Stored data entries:
■ ■ ■ ■ ■

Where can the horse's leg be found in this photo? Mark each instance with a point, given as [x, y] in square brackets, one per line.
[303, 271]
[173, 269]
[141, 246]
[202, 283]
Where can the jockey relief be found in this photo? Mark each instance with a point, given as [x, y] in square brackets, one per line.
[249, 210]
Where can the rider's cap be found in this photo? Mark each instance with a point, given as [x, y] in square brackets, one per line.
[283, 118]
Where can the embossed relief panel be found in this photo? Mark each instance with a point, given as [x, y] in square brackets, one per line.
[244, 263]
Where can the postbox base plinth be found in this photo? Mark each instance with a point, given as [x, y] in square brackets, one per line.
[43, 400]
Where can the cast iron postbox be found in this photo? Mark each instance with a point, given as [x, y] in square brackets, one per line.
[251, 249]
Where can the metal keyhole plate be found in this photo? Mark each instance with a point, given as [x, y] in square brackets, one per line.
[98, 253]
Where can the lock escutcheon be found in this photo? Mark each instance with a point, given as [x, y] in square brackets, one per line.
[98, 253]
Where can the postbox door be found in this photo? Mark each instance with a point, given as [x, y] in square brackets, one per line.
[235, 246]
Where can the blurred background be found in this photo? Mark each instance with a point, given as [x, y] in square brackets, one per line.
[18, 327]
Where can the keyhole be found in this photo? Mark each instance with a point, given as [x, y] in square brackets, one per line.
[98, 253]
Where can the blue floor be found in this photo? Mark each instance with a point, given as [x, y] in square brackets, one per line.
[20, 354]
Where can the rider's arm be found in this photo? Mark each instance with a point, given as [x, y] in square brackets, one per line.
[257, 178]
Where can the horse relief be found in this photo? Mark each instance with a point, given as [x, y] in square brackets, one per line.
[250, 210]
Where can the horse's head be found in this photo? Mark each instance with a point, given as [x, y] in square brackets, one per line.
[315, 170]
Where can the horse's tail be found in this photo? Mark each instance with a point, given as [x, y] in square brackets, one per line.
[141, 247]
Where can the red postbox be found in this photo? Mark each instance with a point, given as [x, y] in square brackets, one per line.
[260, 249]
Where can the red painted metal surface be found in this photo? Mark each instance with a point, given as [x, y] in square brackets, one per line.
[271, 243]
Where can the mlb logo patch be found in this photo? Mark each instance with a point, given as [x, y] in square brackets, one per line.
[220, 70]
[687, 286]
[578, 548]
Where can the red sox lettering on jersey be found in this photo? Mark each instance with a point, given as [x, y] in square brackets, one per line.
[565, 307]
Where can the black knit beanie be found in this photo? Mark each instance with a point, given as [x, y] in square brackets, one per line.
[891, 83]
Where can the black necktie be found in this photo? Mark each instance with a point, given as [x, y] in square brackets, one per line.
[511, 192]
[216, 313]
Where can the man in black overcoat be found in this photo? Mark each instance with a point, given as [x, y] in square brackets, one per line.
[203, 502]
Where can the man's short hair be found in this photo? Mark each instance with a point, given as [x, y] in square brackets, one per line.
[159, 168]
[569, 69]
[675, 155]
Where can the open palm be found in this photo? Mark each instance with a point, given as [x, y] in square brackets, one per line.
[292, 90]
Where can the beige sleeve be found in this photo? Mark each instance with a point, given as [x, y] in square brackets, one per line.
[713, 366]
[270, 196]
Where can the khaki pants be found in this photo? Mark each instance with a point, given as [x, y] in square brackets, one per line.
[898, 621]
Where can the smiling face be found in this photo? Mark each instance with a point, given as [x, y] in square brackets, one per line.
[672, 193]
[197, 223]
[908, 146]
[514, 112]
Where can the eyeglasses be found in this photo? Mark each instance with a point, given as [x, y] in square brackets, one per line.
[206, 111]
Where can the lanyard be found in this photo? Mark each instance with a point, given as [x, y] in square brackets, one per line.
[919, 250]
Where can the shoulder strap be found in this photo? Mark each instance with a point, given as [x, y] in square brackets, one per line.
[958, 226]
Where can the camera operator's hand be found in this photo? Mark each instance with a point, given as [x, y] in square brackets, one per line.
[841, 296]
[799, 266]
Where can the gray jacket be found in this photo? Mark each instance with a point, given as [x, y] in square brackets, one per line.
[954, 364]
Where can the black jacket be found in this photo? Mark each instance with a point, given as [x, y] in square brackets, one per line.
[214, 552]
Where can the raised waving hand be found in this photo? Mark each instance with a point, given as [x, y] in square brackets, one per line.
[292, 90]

■ ■ ■ ■ ■

[EXERCISE DETAILS] Print exactly, and only, the lines from the line containing "Where can the khaki" through the final line of the records, both included.

[RESULT OF THIS TASK]
Where can the khaki pants be found in this photo? Mark each instance with a point, given as [x, y] in square brackets, one per line.
[898, 621]
Where can the smiling face be found in this photo? Mark each instance with a point, given as [x, y] in square brackets, one per line.
[672, 193]
[197, 223]
[908, 146]
[514, 112]
Where can the eyeglasses be found in this photo? Mark each instance with a point, given as [x, y] in square brackets, one per line.
[206, 111]
Where can the lanyard be found in this photo? Mark each instance with a point, given as [x, y] in square brackets, one per line.
[919, 250]
Where can the shoulder strap be found in this photo? Mark each instance with a point, given as [x, y] in square brackets, one per line.
[958, 226]
Where can the camera operator's hand be found in this photo? Mark each instance with a point, given as [x, y] in square brackets, one per line.
[841, 296]
[799, 266]
Where can the gray jacket be found in this photo? Mark each instance with a point, given as [x, y] in square brackets, one per line.
[954, 364]
Where can the black jacket be found in this photo? Mark each instance with a point, given as [x, y] in square brackets, one per line.
[214, 552]
Where can the raised waving hand be found in this photo? Mark each instance with a point, given as [x, y] in square brackets, one per line.
[292, 90]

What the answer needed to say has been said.